▶ _Task to carry out_
Down to the last line, reproduce the data below exactly.

▶ _Dataset_
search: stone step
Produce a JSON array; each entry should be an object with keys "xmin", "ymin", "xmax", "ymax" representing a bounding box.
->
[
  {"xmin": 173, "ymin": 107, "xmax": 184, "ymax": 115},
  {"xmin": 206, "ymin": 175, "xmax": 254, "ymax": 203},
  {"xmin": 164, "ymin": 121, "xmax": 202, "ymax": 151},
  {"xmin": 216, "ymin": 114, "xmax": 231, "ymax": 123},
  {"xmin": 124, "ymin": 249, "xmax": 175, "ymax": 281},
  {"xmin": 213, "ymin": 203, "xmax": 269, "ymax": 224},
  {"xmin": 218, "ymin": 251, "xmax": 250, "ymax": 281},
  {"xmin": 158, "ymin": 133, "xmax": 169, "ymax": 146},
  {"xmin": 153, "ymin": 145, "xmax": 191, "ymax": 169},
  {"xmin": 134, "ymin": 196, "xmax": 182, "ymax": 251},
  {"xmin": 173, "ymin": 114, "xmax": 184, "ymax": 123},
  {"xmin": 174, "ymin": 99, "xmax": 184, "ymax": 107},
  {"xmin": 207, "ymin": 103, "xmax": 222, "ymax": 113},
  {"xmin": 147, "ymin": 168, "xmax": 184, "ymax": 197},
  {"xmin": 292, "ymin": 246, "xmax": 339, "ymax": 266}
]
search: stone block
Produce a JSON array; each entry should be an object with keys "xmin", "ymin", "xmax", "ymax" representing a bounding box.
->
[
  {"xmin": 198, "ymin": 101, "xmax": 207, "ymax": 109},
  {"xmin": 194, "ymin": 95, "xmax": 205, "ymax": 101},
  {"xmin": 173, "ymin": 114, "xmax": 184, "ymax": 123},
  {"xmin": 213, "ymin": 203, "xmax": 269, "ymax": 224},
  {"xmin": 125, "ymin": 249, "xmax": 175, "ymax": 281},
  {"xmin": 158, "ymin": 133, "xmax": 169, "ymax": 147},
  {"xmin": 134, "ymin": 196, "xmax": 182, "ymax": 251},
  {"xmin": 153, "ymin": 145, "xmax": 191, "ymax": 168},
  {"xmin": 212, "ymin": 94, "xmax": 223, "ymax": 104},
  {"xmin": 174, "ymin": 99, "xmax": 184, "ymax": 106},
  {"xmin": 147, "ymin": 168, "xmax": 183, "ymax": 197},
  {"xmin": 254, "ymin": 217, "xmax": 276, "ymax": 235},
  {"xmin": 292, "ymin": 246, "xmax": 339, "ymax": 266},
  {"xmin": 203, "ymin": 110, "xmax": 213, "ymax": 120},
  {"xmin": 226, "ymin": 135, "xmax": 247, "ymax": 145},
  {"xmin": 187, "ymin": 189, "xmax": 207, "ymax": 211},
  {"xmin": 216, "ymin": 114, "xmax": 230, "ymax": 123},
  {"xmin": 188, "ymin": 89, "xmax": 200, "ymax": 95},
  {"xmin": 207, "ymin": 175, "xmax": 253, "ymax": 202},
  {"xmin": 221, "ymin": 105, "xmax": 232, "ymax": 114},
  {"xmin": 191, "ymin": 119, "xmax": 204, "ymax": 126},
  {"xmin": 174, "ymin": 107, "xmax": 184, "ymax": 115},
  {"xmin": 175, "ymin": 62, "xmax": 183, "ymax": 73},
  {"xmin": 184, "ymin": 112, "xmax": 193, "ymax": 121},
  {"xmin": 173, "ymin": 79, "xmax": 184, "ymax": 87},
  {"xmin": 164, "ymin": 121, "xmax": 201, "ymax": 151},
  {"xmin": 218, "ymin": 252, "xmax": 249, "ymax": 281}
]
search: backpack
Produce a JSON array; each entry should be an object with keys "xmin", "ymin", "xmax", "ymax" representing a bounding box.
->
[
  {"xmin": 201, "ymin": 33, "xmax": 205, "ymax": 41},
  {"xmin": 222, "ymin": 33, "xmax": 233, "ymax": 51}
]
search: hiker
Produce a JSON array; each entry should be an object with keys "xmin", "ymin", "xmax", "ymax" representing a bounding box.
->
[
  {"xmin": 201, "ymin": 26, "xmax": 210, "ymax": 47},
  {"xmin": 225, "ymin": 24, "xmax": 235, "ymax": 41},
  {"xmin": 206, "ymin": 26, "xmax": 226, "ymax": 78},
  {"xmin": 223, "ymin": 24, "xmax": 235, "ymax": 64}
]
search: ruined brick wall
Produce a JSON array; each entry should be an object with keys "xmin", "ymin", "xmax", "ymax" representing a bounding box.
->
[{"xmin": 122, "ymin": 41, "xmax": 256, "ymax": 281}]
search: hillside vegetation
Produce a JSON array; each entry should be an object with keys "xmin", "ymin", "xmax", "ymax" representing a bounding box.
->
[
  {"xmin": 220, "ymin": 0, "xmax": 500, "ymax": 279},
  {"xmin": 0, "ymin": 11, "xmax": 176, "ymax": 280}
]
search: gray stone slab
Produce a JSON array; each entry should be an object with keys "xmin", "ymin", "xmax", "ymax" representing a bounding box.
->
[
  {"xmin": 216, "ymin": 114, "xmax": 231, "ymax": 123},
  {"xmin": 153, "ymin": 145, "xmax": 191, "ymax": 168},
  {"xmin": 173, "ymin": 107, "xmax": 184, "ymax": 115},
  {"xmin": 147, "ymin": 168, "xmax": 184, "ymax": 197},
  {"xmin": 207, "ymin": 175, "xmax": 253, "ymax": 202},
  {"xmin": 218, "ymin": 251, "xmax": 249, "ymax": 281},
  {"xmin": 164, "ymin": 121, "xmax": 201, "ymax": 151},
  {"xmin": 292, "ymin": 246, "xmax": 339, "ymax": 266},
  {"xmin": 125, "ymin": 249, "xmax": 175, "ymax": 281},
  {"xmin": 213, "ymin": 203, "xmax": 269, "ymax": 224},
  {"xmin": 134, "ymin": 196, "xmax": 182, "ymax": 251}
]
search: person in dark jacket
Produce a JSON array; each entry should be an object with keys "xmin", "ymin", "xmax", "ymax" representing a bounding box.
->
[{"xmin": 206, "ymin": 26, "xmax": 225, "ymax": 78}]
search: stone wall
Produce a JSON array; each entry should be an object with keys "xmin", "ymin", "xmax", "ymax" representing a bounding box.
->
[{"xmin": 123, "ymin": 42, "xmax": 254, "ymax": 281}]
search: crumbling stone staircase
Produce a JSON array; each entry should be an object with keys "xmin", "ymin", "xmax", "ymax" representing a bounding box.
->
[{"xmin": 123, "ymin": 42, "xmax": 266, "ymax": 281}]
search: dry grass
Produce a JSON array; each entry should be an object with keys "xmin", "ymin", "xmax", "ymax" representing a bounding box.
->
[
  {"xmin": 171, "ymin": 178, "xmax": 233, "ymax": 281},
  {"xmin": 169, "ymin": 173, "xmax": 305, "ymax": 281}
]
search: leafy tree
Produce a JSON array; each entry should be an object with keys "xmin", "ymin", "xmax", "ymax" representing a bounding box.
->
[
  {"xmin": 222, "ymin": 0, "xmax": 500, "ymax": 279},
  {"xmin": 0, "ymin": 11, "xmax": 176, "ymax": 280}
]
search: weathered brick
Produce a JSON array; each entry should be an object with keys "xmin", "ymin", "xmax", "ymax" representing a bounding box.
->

▶ _Exercise result_
search: stone step
Produce a JSON array; each entry should be an object with keys "xmin", "ymin", "xmax", "ymax" representing a bounding box.
->
[
  {"xmin": 173, "ymin": 107, "xmax": 184, "ymax": 115},
  {"xmin": 206, "ymin": 175, "xmax": 254, "ymax": 203},
  {"xmin": 164, "ymin": 121, "xmax": 202, "ymax": 151},
  {"xmin": 216, "ymin": 114, "xmax": 231, "ymax": 123},
  {"xmin": 124, "ymin": 249, "xmax": 175, "ymax": 281},
  {"xmin": 213, "ymin": 203, "xmax": 269, "ymax": 224},
  {"xmin": 218, "ymin": 251, "xmax": 250, "ymax": 281},
  {"xmin": 158, "ymin": 133, "xmax": 169, "ymax": 146},
  {"xmin": 153, "ymin": 145, "xmax": 191, "ymax": 169},
  {"xmin": 134, "ymin": 196, "xmax": 182, "ymax": 251},
  {"xmin": 173, "ymin": 114, "xmax": 184, "ymax": 123},
  {"xmin": 174, "ymin": 99, "xmax": 184, "ymax": 107},
  {"xmin": 207, "ymin": 103, "xmax": 222, "ymax": 113},
  {"xmin": 147, "ymin": 168, "xmax": 184, "ymax": 197},
  {"xmin": 292, "ymin": 246, "xmax": 339, "ymax": 266}
]
search: stone block
Produce a JSON array; each entry should be an object with keys "xmin", "ymin", "xmax", "ymax" representing a bounding box.
->
[
  {"xmin": 198, "ymin": 101, "xmax": 207, "ymax": 109},
  {"xmin": 194, "ymin": 95, "xmax": 205, "ymax": 101},
  {"xmin": 173, "ymin": 114, "xmax": 184, "ymax": 123},
  {"xmin": 213, "ymin": 203, "xmax": 269, "ymax": 224},
  {"xmin": 125, "ymin": 249, "xmax": 175, "ymax": 281},
  {"xmin": 158, "ymin": 133, "xmax": 169, "ymax": 147},
  {"xmin": 134, "ymin": 196, "xmax": 182, "ymax": 251},
  {"xmin": 153, "ymin": 145, "xmax": 191, "ymax": 168},
  {"xmin": 212, "ymin": 94, "xmax": 223, "ymax": 104},
  {"xmin": 174, "ymin": 99, "xmax": 184, "ymax": 106},
  {"xmin": 147, "ymin": 168, "xmax": 183, "ymax": 197},
  {"xmin": 254, "ymin": 217, "xmax": 276, "ymax": 235},
  {"xmin": 292, "ymin": 246, "xmax": 339, "ymax": 266},
  {"xmin": 203, "ymin": 110, "xmax": 213, "ymax": 120},
  {"xmin": 226, "ymin": 135, "xmax": 247, "ymax": 145},
  {"xmin": 187, "ymin": 189, "xmax": 207, "ymax": 211},
  {"xmin": 216, "ymin": 114, "xmax": 230, "ymax": 123},
  {"xmin": 188, "ymin": 89, "xmax": 200, "ymax": 95},
  {"xmin": 207, "ymin": 175, "xmax": 253, "ymax": 202},
  {"xmin": 221, "ymin": 105, "xmax": 232, "ymax": 114},
  {"xmin": 191, "ymin": 119, "xmax": 204, "ymax": 126},
  {"xmin": 174, "ymin": 107, "xmax": 184, "ymax": 115},
  {"xmin": 175, "ymin": 62, "xmax": 183, "ymax": 73},
  {"xmin": 184, "ymin": 112, "xmax": 193, "ymax": 121},
  {"xmin": 173, "ymin": 79, "xmax": 184, "ymax": 87},
  {"xmin": 164, "ymin": 121, "xmax": 201, "ymax": 151},
  {"xmin": 218, "ymin": 252, "xmax": 249, "ymax": 281}
]
search: backpack
Produce a JSON array; each entry should be an object with keys "xmin", "ymin", "xmax", "ymax" representing a bounding box.
->
[
  {"xmin": 201, "ymin": 33, "xmax": 205, "ymax": 41},
  {"xmin": 222, "ymin": 33, "xmax": 233, "ymax": 51}
]
search: hiker
Produce a JSON array; each entry should be an object with keys "xmin", "ymin", "xmax", "ymax" representing a bounding box.
->
[
  {"xmin": 201, "ymin": 26, "xmax": 210, "ymax": 47},
  {"xmin": 225, "ymin": 24, "xmax": 235, "ymax": 41},
  {"xmin": 206, "ymin": 26, "xmax": 226, "ymax": 78},
  {"xmin": 223, "ymin": 24, "xmax": 235, "ymax": 64}
]
search: ruined brick wall
Produce a JSON array; each entry should be an object with keys "xmin", "ymin", "xmax", "ymax" representing a bounding box.
->
[{"xmin": 122, "ymin": 41, "xmax": 256, "ymax": 281}]
search: hillside vegetation
Produce a JSON array; each entry should be an object with keys "xmin", "ymin", "xmax", "ymax" representing a bounding box.
->
[
  {"xmin": 220, "ymin": 0, "xmax": 500, "ymax": 279},
  {"xmin": 0, "ymin": 11, "xmax": 176, "ymax": 280}
]
search: gray stone slab
Produce a JSON array; each entry should be an object with keys "xmin", "ymin", "xmax", "ymax" representing a bounding box.
->
[
  {"xmin": 216, "ymin": 114, "xmax": 231, "ymax": 123},
  {"xmin": 153, "ymin": 145, "xmax": 191, "ymax": 168},
  {"xmin": 173, "ymin": 107, "xmax": 184, "ymax": 115},
  {"xmin": 147, "ymin": 168, "xmax": 184, "ymax": 197},
  {"xmin": 207, "ymin": 175, "xmax": 253, "ymax": 202},
  {"xmin": 218, "ymin": 251, "xmax": 249, "ymax": 281},
  {"xmin": 164, "ymin": 121, "xmax": 201, "ymax": 151},
  {"xmin": 292, "ymin": 246, "xmax": 339, "ymax": 266},
  {"xmin": 125, "ymin": 249, "xmax": 175, "ymax": 281},
  {"xmin": 213, "ymin": 203, "xmax": 269, "ymax": 224},
  {"xmin": 134, "ymin": 196, "xmax": 182, "ymax": 251}
]
search: person in dark jacket
Produce a JSON array; each entry should be an object with keys "xmin", "ymin", "xmax", "ymax" representing a bounding box.
->
[{"xmin": 206, "ymin": 26, "xmax": 225, "ymax": 78}]
search: stone wall
Produce a JSON array; each entry should be an object with keys "xmin", "ymin", "xmax", "ymax" representing a bounding box.
->
[{"xmin": 123, "ymin": 42, "xmax": 254, "ymax": 281}]
search: crumbling stone staircase
Produce a JSON array; each entry should be an object with keys "xmin", "ymin", "xmax", "ymax" representing a bounding box.
->
[{"xmin": 123, "ymin": 42, "xmax": 266, "ymax": 281}]
search: dry grass
Produce a JSON array; each entry should be an object with keys "xmin", "ymin", "xmax", "ymax" representing a bounding box.
->
[
  {"xmin": 171, "ymin": 178, "xmax": 233, "ymax": 281},
  {"xmin": 169, "ymin": 173, "xmax": 305, "ymax": 281}
]
search: leafy tree
Produce a JSON array; each entry should be an object with keys "xmin", "ymin", "xmax", "ymax" representing a bounding box.
->
[
  {"xmin": 222, "ymin": 0, "xmax": 500, "ymax": 279},
  {"xmin": 0, "ymin": 11, "xmax": 176, "ymax": 280}
]
search: weathered brick
Produce a JSON array; each entry should be an object with keys "xmin", "ymin", "xmax", "ymax" representing a bounding box.
->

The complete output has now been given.